## ARTÍCULO
┌──
Confiar no es saberlo todo de alguien, es NO necesitar saberlo
Confiar en todo el mundo es como regalar lo más delicado que uno posee: el corazón. La confianza es un bien preciado, un tesoro que ofrecer con cautela, porque es lo más hermoso de una amistad y el vínculo más fuerte de una relación de pareja, ahí no necesitamos saberlo todo de esa persona porque la conexión es excepcional. Por otro lado, la confianza es imprescindible para que nazca y se desarrolle la intimidad.
Esta dimensión va mucho más allá del simple campo psicológico. Hablamos de un tendón emocional que al mismo tiempo edifica nuestra conducta social. Tanto es así que desde la filosofía y la sociología nos explican que la confianza adquiere en la humanidad un nivel más auténtico y revelador que en resto de animales. Estos últimos confían en sus semejantes de la misma especie por simple conducta instintiva. Las personas, en parte y a veces, lo hacemos de forma consciente, aplicando a menudo una sabia “selección”: un filtro muy especial basado en la experiencia.
“Confiar en todo el mundo es de insensatos, pero no confiar en nadie es de neurótica torpeza”
-Juvenal-
Hablar de confianza es referirnos ante todo a una emoción positiva que garantiza la fuerza de un vínculo. Sin embargo, pocas dimensiones definen más a un tipo de personalidad en concreto que el modo en que confiere su confianza a los demás. Una baja autoestima, una infancia traumática o el vivir en piel propia el impacto de la traición hacen que nuestra confianza se convierta en un regalo más difícil de compartir.
└──
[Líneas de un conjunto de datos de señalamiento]
┌──
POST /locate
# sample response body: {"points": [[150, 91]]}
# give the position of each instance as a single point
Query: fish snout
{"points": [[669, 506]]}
└──
## DETALLES DE TAREA
Transcribe palabra por palabra el artículo completo sobre la confianza que aparece más arriba.

## RESPUESTA CORRESPONDIENTE
Confiar no es saberlo todo de alguien, es NO necesitar saberlo
Confiar en todo el mundo es como regalar lo más delicado que uno posee: el corazón. La confianza es un bien preciado, un tesoro que ofrecer con cautela, porque es lo más hermoso de una amistad y el vínculo más fuerte de una relación de pareja, ahí no necesitamos saberlo todo de esa persona porque la conexión es excepcional. Por otro lado, la confianza es imprescindible para que nazca y se desarrolle la intimidad.
Esta dimensión va mucho más allá del simple campo psicológico. Hablamos de un tendón emocional que al mismo tiempo edifica nuestra conducta social. Tanto es así que desde la filosofía y la sociología nos explican que la confianza adquiere en la humanidad un nivel más auténtico y revelador que en resto de animales. Estos últimos confían en sus semejantes de la misma especie por simple conducta instintiva. Las personas, en parte y a veces, lo hacemos de forma consciente, aplicando a menudo una sabia “selección”: un filtro muy especial basado en la experiencia.
“Confiar en todo el mundo es de insensatos, pero no confiar en nadie es de neurótica torpeza”
-Juvenal-
Hablar de confianza es referirnos ante todo a una emoción positiva que garantiza la fuerza de un vínculo. Sin embargo, pocas dimensiones definen más a un tipo de personalidad en concreto que el modo en que confiere su confianza a los demás. Una baja autoestima, una infancia traumática o el vivir en piel propia el impacto de la traición hacen que nuestra confianza se convierta en un regalo más difícil de compartir.